1. A method of inhibiting cancer comprising contacting a patient having cancer with a first inhibitor of the complement cascade.

2. The method of claim 1, wherein inhibiting comprises inhibiting cancer metastasis, inhibiting cancer tissue invasion, inhibiting cancer growth, inhibiting loss of cancer remission, inhibiting tumor vascularization or sensitizing cancer to a non-complement therapy.

3. The method of claim 1, wherein the cancer is breast cancer, liver cancer, lung cancer, head & neck cancer, pancreatic cancer, skin cancer, esophageal cancer, oral cancer, stomach cancer, colon cancer, ovarian cancer, uterine cancer, cervical cancer, testicular cancer, lymphoma, or brain cancer.

4. The method of claim 1, wherein the inhibitor is a peptide, a protein, an organopharmaceutical, a nucleic acid, a lipid, a carbohydrate or a cell expressing an inhibitor.

5. The method of claim 1, wherein the inhibitor is an inhibitor of C1qA function.

6. The method of claim 5, wherein the inhibitor of C1qA function is a competitive inhibitor.

7. The method of claim 5, wherein the inhibitor of C1qA function is an inhibitor of C1qA expression.

8. The method of claim 1, further comprising administering to the patient an additional cancer therapy.

9. The method of claim 8, wherein the additional cancer therapy is radiotherapy, chemotherapy, hormonal therapy, immunotherapy, surgery or toxin therapy.

10. The method of claim 9, wherein the additional cancer therapy is immunotherapy.

11. The method of claim 10, wherein the immunotherapy is an anti-cancer vaccine.

12. The method of claim 1, wherein the inhibitor is administered local to a tumor or regional to a tumor.

13. The method of claim 12, wherein the inhibitor is administered to tumor vasculature.

14. The method of claim 1, wherein the inhibitor is administered systemically.

15. The method of claim 1, further comprising assessing the genetic structure of the C1qA allele of the patient.

16. The method of claim 1, wherein the inhibitor is administered more than once.

17. The method of claim 16, wherein the inhibitor is administered until the patient goes into remission.

18. The method of claim 1, wherein the patient is in remission.

19. The method of claim 1, wherein the patient suffers from recurrent primary cancer.

20. The method of claim 1, wherein the patient has been diagnosed with metastatic cancer.

21. The method of claim 1, wherein the patient does not exhibit detectable metastatic cancer.

22. The method of claim 1, further comprising administering to the subject a second inhibitor of the complement cascade.

23. The method of claim 22, wherein the second inhibitor is co-administered with the first inhibitor.

24. The method of claim 22, wherein the second inhibitor is administered before or after the first inhibitor.

**Listed entries:**
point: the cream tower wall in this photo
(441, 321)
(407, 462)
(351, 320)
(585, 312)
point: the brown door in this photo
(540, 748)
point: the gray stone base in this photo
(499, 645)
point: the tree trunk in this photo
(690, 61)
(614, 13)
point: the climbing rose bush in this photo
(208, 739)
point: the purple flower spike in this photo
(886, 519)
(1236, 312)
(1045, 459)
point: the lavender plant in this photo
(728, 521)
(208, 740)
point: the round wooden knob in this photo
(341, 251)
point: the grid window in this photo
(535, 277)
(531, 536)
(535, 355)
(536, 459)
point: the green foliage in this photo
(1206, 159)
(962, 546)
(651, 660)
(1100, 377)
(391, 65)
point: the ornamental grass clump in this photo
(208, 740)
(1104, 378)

==

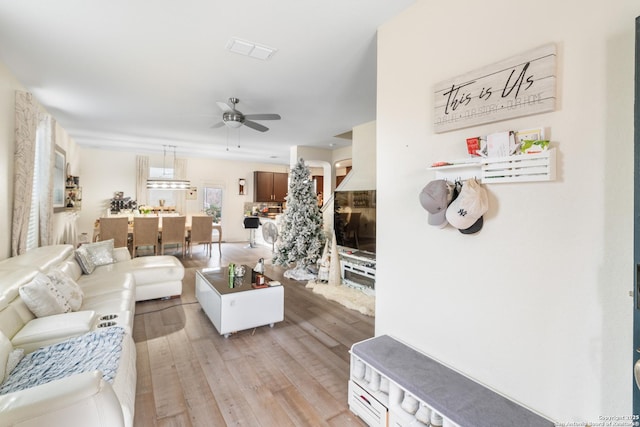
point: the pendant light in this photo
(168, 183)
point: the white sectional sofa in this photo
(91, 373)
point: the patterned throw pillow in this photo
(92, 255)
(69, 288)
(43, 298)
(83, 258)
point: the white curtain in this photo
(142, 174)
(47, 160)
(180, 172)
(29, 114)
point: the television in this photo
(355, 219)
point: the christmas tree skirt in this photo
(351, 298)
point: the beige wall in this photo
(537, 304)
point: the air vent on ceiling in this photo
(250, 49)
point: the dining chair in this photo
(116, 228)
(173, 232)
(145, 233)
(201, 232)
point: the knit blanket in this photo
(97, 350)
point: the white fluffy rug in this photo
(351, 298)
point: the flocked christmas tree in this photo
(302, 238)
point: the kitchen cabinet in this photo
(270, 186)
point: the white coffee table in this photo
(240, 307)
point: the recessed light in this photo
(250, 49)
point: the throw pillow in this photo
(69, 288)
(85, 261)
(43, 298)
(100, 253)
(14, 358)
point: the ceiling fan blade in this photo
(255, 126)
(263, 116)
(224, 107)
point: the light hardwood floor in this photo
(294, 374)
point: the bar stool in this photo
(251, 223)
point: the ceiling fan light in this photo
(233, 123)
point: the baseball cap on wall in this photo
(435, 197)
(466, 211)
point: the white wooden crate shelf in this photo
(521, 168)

**Problem description:**
Transcribe the claims on inhibiting cancer through the complement cascade, starting at the words "19. The method" and stopping after the words "after the first inhibitor.".

**Task solution:**
19. The method of claim 1, wherein the patient suffers from recurrent primary cancer.

20. The method of claim 1, wherein the patient has been diagnosed with metastatic cancer.

21. The method of claim 1, wherein the patient does not exhibit detectable metastatic cancer.

22. The method of claim 1, further comprising administering to the subject a second inhibitor of the complement cascade.

23. The method of claim 22, wherein the second inhibitor is co-administered with the first inhibitor.

24. The method of claim 22, wherein the second inhibitor is administered before or after the first inhibitor.